• **Brief 1**
In the article on "Seeing Red" below, rewrite the paragraph beginning "Meanwhile, in a cave" as a short bulleted list that keeps its main facts.

• **Provided text**
· · · · ·

- Episode no.: Season 6 Episode 19
- Directed by: Michael Gershman
- Written by: Steven S. DeKnight
- Production code: 6ABB19
- Original air date: May 7, 2002

Guest appearances
- Danny Strong as Jonathan Levinson; Adam Busch as Warren Mears; Tom Lenk as Andrew Wells; Amy Hathaway as Christine; Nichole Hiltz as Diana; James C. Leary as Clem; Garrett Brawith as Frank; Tim Hager as Administrator; Stephan Marks as Guard #1; Christopher James as Guard #2; Kate Orsini as Girl in Bronze;

Episode chronology
| ← Previous "Entropy" | Next → "Villains" |
- Buffy the Vampire Slayer season 6

= Seeing Red (Buffy the Vampire Slayer) =

"Seeing Red" is the 19th episode of season 6 of the television series Buffy the Vampire Slayer. The episode aired on May 7, 2002, on UPN. In North America, this episode was somehow syndicated onto UPN affiliates a week early by accident. Although none of them broadcast the episode by mistake, the episode was leaked onto the internet more than a week before it was slated to air. The episode was also noted for its drastic and controversial content, being the only episode of the series to air at an alternate time on the Canadian family network YTV.

==Plot==
After their reconciliation, Tara confirms Willow's suspicions that Buffy and Spike have had a sexual relationship, adding that Buffy feels ashamed of her sexual relationship with Spike. Willow is hurt that she was never told, but simply puts it aside when she remembers what Buffy is going through. Buffy breaks into the Trio's lair, but finds the place deserted and ensnared with traps. She escapes, managing to grab a few items before large saw blades tear apart the house. Anya sits with a young scorned woman who wants to wish vengeance on her cheating boyfriend, but Anya is distracted by her own relationship problems to notice the young woman's wish. Dawn visits Spike at his crypt, informing him that she knows he had sex with Anya and Buffy. She lectures him about hurting Buffy when he supposedly loves her.

Meanwhile, in a cave, the Trio kill a large Nezzla demon who is guarding the Orbs of Nezzla'khan. Warren and Andrew make Jonathan wrap himself in the dead Nezzla's skin to cross a barrier that can only be passed by one of the demons, and as he fetches the orbs the other two conspire against him. Warren tests the power of the orbs and is pleased when he can easily kill another demon.

Xander, aghast that Buffy had sex with Spike, storms out of an argument with her. He leaves for The Bronze when the Trio enter. Now enhanced with power, Warren hits on a former schoolmate's girlfriend, and when the woman's boyfriend steps in Warren fights off the boyfriend and several others with ease. Xander tries to intervene but is tossed aside. Later, Buffy, badly injured from patrolling earlier, runs a bath for herself when Spike shows up uninvited and tries to convince her that she loves him. She protests as he forces himself on her, his attempt to make her feel love for him again. With her back injured, Buffy barely manages to stop his advance on her. Immediately horrified by his behavior, Spike attempts to apologize, but Buffy knows he only stopped because she made him. He flees before Xander finds his coat on the stairs, then finds Buffy on the floor in the bathroom with a large bruise on her leg. Xander is stopped from going after Spike when Willow and Tara arrive to tell Buffy they found plans indicating the Trio are planning to steal a large amount of money. After Xander warns her of Warren's new strength, Buffy rushes off to stop them.

· · · · ·

Coordinate annotation entries
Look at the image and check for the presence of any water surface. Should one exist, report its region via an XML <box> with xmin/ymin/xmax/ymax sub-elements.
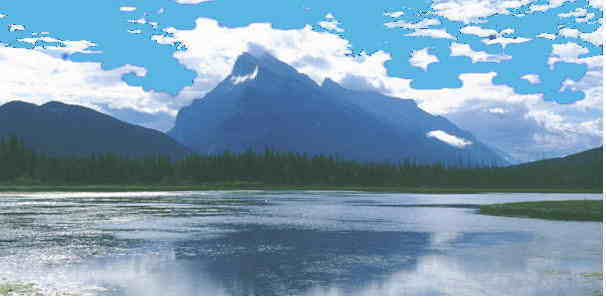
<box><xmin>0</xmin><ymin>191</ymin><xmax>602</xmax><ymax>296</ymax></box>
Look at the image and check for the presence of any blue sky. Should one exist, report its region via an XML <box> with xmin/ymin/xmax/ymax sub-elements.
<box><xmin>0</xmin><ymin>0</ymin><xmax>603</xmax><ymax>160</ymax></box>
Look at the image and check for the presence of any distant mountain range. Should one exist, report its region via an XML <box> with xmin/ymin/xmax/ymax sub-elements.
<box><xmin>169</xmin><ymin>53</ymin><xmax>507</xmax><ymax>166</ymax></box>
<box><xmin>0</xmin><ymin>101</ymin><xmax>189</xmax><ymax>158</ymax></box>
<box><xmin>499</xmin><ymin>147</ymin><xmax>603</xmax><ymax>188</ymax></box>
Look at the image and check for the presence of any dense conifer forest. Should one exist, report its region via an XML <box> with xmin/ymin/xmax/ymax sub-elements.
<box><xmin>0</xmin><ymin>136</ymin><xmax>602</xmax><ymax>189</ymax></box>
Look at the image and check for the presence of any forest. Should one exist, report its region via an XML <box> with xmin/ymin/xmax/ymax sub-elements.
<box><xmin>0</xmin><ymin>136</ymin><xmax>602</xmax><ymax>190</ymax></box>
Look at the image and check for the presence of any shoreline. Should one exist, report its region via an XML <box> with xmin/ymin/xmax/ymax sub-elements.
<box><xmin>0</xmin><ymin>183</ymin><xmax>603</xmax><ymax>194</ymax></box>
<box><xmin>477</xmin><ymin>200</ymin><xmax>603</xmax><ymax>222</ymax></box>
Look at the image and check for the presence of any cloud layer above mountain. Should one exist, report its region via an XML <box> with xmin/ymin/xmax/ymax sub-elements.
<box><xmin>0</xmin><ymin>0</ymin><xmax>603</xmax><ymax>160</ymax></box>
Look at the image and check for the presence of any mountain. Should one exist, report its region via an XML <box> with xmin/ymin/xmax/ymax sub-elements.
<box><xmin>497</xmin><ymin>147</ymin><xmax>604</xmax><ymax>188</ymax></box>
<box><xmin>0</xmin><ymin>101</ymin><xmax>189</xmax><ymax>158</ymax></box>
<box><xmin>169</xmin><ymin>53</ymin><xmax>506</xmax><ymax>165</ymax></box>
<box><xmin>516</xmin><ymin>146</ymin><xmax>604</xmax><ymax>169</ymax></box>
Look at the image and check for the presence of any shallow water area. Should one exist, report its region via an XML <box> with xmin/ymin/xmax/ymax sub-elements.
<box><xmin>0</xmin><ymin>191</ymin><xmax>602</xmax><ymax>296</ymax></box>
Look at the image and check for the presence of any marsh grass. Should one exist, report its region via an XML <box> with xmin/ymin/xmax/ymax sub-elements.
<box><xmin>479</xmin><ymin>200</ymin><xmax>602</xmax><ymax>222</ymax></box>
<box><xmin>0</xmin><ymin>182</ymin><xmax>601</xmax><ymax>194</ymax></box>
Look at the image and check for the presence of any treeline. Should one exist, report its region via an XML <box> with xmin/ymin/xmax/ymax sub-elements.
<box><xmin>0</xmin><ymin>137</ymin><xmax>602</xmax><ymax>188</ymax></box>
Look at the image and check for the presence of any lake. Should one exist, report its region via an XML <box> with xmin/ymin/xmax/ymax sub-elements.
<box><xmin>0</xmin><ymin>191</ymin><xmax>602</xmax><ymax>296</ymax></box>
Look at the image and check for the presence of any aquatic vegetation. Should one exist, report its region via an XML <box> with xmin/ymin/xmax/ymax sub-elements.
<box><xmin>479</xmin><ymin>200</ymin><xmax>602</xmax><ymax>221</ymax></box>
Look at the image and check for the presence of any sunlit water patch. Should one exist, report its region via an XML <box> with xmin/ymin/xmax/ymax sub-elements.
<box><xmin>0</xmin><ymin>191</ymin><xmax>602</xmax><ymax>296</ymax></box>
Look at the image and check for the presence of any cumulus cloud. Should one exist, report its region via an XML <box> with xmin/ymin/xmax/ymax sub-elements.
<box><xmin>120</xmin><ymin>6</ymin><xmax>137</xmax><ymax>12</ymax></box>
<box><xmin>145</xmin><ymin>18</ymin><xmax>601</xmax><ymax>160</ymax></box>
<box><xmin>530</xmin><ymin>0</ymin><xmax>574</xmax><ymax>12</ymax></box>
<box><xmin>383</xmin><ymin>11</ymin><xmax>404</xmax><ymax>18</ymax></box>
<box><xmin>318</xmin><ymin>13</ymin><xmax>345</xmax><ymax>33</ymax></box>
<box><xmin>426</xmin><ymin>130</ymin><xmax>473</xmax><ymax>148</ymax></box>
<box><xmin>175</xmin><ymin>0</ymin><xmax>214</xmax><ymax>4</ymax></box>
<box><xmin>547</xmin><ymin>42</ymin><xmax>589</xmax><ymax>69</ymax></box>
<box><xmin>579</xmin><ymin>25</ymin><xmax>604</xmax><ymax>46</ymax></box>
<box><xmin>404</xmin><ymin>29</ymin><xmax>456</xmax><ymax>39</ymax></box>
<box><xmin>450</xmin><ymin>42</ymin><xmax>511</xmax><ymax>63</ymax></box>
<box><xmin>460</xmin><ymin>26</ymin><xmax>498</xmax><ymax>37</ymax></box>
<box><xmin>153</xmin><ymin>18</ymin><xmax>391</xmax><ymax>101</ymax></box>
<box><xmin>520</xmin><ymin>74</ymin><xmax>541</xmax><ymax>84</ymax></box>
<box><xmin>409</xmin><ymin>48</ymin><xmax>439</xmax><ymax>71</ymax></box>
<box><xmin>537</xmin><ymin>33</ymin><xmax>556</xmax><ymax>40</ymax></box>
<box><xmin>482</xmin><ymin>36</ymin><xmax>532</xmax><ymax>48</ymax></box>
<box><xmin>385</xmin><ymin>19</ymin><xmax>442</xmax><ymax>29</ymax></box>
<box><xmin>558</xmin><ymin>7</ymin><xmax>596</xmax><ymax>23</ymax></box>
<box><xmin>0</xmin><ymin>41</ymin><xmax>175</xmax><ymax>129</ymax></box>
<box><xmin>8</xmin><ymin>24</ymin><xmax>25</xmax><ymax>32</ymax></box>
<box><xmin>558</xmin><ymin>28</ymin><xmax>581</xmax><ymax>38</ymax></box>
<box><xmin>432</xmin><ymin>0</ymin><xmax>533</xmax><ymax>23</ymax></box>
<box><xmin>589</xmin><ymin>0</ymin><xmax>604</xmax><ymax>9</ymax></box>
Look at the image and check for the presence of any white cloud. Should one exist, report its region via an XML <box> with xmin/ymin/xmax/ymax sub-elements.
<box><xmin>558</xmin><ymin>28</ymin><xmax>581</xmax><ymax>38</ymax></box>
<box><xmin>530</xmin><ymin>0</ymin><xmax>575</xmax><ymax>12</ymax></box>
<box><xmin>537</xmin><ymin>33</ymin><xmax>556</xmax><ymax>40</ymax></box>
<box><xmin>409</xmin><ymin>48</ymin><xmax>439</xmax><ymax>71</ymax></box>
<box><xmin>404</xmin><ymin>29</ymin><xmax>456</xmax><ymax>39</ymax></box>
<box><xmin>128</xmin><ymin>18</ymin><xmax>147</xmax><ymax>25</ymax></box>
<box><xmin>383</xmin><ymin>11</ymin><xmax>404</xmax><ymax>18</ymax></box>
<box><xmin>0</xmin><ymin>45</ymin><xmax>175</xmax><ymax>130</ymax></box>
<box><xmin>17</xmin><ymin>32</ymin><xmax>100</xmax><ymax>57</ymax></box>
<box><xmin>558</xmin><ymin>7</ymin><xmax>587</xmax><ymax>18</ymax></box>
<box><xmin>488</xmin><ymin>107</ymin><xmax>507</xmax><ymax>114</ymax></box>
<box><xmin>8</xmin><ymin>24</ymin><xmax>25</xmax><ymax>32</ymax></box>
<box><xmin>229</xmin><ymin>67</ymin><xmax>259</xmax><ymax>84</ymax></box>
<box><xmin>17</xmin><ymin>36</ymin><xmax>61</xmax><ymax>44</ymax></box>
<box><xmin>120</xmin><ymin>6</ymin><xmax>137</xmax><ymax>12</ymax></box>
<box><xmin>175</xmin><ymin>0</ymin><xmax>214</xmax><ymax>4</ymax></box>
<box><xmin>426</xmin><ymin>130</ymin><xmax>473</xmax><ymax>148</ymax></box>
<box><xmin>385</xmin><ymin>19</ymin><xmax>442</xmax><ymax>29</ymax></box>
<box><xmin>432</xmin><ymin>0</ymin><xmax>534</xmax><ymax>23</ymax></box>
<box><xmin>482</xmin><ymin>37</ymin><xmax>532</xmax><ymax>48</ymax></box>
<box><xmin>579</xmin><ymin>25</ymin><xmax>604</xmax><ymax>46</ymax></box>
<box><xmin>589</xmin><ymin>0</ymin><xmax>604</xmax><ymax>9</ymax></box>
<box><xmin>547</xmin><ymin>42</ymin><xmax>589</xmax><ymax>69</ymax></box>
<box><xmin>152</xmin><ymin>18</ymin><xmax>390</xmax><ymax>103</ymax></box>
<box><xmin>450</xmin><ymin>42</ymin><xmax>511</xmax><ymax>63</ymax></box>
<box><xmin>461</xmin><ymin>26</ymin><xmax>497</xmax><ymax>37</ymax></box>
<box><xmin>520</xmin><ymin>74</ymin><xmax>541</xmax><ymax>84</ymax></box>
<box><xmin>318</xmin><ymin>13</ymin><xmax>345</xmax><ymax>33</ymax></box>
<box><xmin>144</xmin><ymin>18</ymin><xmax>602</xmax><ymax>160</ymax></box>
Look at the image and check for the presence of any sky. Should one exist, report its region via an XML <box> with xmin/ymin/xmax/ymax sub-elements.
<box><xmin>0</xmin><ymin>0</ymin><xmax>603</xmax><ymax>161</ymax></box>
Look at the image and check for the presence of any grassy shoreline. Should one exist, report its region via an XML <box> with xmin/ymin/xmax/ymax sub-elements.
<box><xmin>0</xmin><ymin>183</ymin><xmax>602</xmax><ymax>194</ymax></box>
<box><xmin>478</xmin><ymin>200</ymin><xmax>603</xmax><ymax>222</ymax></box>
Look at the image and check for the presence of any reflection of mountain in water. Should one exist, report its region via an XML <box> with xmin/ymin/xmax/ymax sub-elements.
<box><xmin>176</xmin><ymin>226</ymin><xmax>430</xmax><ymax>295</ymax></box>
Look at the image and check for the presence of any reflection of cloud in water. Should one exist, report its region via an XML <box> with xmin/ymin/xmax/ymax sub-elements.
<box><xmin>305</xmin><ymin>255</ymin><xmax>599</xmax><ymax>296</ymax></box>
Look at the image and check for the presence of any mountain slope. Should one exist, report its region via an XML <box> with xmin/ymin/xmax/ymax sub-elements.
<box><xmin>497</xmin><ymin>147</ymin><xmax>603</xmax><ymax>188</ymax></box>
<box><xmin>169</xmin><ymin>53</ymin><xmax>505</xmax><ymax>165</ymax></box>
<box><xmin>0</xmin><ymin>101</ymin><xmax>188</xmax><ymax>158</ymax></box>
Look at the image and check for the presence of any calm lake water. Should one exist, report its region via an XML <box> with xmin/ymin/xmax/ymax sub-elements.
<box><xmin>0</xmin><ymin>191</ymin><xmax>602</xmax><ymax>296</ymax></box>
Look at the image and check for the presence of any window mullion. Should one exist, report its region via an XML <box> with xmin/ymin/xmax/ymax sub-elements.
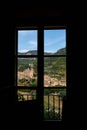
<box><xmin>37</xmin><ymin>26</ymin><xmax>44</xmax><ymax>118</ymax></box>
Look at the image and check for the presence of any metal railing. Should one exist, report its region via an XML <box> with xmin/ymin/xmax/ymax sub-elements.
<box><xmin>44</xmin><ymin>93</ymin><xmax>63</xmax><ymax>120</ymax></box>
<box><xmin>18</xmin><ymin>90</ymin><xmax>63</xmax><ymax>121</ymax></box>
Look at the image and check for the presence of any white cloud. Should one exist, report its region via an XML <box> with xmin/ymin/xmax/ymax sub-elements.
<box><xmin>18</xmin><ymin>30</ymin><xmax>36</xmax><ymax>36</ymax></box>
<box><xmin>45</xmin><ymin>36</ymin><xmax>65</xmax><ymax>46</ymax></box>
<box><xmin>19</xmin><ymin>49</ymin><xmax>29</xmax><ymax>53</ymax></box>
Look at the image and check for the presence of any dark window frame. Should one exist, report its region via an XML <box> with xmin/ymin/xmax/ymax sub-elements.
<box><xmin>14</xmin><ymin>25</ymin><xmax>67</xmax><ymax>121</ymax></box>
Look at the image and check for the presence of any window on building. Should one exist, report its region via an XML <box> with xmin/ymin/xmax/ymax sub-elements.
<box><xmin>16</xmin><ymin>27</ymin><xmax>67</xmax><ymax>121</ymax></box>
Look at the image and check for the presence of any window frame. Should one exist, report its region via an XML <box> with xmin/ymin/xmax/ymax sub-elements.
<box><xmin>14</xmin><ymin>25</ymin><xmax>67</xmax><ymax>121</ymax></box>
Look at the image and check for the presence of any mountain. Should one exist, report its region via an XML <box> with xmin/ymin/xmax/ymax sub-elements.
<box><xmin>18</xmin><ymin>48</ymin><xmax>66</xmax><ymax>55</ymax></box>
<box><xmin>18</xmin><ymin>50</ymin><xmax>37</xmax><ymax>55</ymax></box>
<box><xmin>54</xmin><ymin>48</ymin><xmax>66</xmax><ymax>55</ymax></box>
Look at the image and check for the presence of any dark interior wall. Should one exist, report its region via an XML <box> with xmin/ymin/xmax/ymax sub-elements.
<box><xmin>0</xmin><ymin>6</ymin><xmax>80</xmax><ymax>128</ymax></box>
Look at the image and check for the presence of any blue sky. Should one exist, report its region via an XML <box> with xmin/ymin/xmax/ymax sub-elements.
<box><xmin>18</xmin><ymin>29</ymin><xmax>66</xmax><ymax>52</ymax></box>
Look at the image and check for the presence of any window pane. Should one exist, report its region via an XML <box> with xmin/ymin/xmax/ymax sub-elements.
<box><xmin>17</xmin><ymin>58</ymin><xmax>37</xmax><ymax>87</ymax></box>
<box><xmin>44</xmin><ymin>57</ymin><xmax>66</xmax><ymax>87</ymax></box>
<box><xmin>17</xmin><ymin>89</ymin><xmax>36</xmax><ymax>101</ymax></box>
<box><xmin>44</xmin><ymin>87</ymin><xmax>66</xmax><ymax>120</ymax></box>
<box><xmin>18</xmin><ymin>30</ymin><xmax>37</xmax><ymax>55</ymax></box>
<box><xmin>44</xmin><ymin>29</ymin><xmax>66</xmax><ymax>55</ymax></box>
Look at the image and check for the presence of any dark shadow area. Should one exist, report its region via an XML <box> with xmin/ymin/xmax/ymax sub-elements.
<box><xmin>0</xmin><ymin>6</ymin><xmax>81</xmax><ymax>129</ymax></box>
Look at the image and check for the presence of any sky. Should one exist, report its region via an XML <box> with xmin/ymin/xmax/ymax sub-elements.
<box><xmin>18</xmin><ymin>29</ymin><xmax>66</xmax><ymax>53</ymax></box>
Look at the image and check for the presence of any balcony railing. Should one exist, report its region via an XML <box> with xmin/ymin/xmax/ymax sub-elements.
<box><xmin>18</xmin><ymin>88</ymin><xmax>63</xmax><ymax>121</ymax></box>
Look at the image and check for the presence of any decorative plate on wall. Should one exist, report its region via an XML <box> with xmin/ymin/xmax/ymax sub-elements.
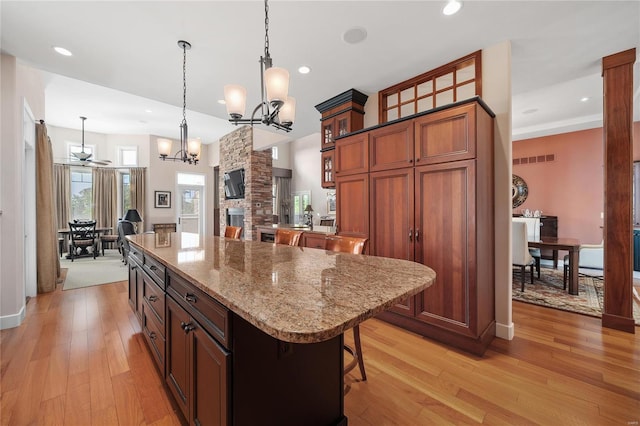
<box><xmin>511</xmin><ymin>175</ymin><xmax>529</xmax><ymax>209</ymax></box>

· · · · ·

• **Brief 2**
Count the lines of the records above that contain the string "shoreline", treating uppercase and lowercase as different. Give only the number.

• **Right answer 1**
- In a cave, the Trio kill a large Nezzla demon guarding the Orbs of Nezzla'khan.
- Warren and Andrew make Jonathan wrap himself in the dead Nezzla's skin, since only one of the demons can pass the barrier.
- While Jonathan fetches the orbs, Warren and Andrew conspire against him.
- Warren tests the orbs' power and is pleased to find he can easily kill another demon.

• **Right answer 2**
2